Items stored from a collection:
— Start —

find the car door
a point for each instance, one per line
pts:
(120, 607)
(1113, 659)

— End —

GIVEN PROBLEM: Count the rows above that contain the word "line". Reply with the number only.

EXERCISE RESULT: 1